Where a picture appears, omit it; repeat everything else in the records exactly.

--- MATERIALS PROVIDED ---

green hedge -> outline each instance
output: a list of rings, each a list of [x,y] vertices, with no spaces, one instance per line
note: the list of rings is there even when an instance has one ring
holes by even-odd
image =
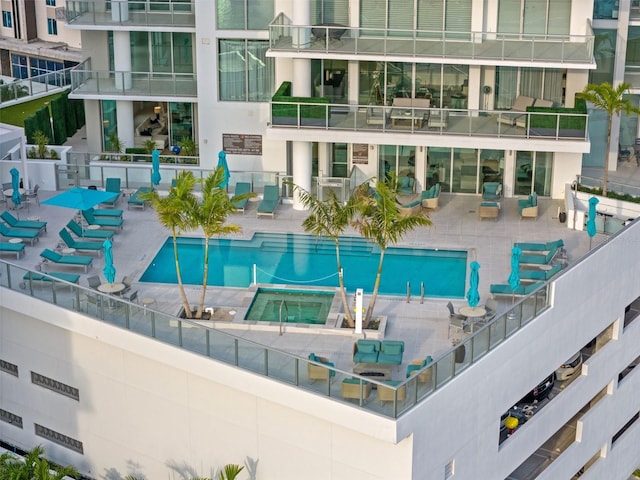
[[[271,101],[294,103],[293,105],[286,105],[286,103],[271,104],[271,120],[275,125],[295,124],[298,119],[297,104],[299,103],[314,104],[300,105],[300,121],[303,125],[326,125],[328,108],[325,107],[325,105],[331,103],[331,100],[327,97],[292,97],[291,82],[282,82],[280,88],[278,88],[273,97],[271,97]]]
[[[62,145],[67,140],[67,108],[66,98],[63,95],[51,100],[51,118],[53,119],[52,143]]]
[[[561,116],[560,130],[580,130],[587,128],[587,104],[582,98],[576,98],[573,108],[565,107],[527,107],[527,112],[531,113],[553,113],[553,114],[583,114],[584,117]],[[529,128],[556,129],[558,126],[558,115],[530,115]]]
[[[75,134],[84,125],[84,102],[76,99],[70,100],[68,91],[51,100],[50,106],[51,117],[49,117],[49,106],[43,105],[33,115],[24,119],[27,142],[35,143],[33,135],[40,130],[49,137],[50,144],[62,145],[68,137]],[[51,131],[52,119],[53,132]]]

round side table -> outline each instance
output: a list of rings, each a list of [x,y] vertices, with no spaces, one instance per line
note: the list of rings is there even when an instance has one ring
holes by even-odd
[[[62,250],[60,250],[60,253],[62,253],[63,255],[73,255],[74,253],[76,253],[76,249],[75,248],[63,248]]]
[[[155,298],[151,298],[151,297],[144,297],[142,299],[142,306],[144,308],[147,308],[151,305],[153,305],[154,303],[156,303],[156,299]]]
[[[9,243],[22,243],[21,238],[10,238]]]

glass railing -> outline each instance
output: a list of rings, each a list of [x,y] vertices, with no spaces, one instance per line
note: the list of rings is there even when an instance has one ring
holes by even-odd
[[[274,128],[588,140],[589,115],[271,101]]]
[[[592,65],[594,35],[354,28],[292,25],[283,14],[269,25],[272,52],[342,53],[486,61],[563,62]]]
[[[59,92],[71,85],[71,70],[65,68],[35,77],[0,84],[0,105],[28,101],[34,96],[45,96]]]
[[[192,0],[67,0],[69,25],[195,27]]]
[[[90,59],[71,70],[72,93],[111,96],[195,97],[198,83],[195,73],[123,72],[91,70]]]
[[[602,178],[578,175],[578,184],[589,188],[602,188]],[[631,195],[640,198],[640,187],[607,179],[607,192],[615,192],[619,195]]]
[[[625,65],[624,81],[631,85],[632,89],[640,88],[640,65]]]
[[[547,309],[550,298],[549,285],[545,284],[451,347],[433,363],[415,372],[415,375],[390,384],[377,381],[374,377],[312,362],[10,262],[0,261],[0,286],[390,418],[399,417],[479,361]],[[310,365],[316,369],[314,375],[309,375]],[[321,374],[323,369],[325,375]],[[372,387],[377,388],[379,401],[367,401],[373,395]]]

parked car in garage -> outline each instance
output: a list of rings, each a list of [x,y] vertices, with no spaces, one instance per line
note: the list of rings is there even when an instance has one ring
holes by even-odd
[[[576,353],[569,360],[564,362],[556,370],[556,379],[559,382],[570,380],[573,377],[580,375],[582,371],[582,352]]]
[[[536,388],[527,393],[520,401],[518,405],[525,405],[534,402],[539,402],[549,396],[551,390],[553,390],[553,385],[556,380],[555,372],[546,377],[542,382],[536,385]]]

---

TASK RESULT:
green hedge -> outline each instance
output: a list of rings, each a list of [x,y] vertices, with no spaces, one instance per line
note: the list of rings is there even when an instance has one ring
holes by even-odd
image =
[[[271,101],[294,103],[293,105],[286,105],[286,103],[271,104],[271,120],[275,125],[295,124],[298,119],[297,104],[299,103],[314,104],[300,105],[300,121],[303,125],[326,125],[328,108],[325,107],[325,105],[331,103],[331,100],[327,97],[292,97],[291,82],[282,82],[280,88],[278,88],[273,97],[271,97]]]
[[[62,145],[67,140],[67,108],[66,98],[63,95],[51,100],[51,118],[53,119],[52,143]]]
[[[561,116],[560,130],[580,130],[587,128],[587,104],[582,98],[576,98],[573,108],[565,107],[527,107],[527,112],[531,113],[553,113],[553,114],[583,114],[584,117]],[[529,128],[556,129],[558,126],[558,115],[530,115]]]
[[[75,134],[84,125],[84,102],[76,99],[70,100],[68,91],[51,100],[50,106],[51,117],[49,117],[49,106],[43,105],[33,115],[24,119],[27,142],[35,143],[33,135],[40,130],[49,137],[50,144],[62,145],[68,137]],[[51,131],[52,119],[53,132]]]

round side table -> outline each instance
output: a list of rings, each a list of [x,y] vertices, with no spaces, one instance per line
note: the list of rings is there even when an instance has one ring
holes by even-odd
[[[62,250],[60,250],[60,253],[62,253],[63,255],[73,255],[74,253],[76,253],[76,249],[75,248],[63,248]]]
[[[155,298],[151,298],[151,297],[144,297],[142,299],[142,306],[144,308],[147,308],[151,305],[153,305],[154,303],[156,303],[156,299]]]
[[[9,243],[22,243],[21,238],[10,238]]]

glass railing -> outline each instance
output: a list of rings, each a list of [x,y] vertices, with no spaces, one instance per line
note: the list of rings is there even when an instance has one ring
holes by even-odd
[[[274,128],[588,140],[589,115],[271,101]]]
[[[592,65],[594,35],[354,28],[292,25],[283,14],[269,25],[272,52],[342,53],[486,61],[563,62]]]
[[[59,92],[71,85],[71,70],[65,68],[35,77],[0,84],[0,105],[28,101],[34,96],[45,96]]]
[[[192,0],[67,0],[69,25],[195,27]]]
[[[90,59],[71,70],[72,93],[111,96],[195,97],[198,83],[195,73],[123,72],[91,70]]]
[[[602,178],[578,175],[578,184],[589,188],[602,188]],[[631,195],[640,198],[640,187],[607,179],[607,192],[615,192],[619,195]]]
[[[625,65],[624,81],[631,85],[632,89],[640,88],[640,65]]]
[[[547,309],[550,298],[549,285],[545,284],[451,347],[433,363],[415,372],[415,375],[390,384],[377,381],[374,377],[312,362],[10,262],[0,261],[0,286],[390,418],[399,417],[479,361]],[[310,365],[316,369],[314,375],[309,375]],[[321,374],[323,369],[325,375]],[[372,387],[377,388],[379,401],[367,401],[373,395]]]

parked car in garage -> outline each instance
output: a list of rings, each a list of [x,y] vertices, with no spaces, one instance per line
note: the list of rings is there even when an instance has one ring
holes by even-odd
[[[576,353],[569,360],[564,362],[556,370],[556,379],[559,382],[570,380],[573,377],[580,375],[582,371],[582,352]]]
[[[536,388],[527,393],[520,401],[518,405],[525,405],[534,402],[539,402],[549,396],[551,390],[553,390],[553,385],[556,380],[555,372],[546,377],[542,382],[536,385]]]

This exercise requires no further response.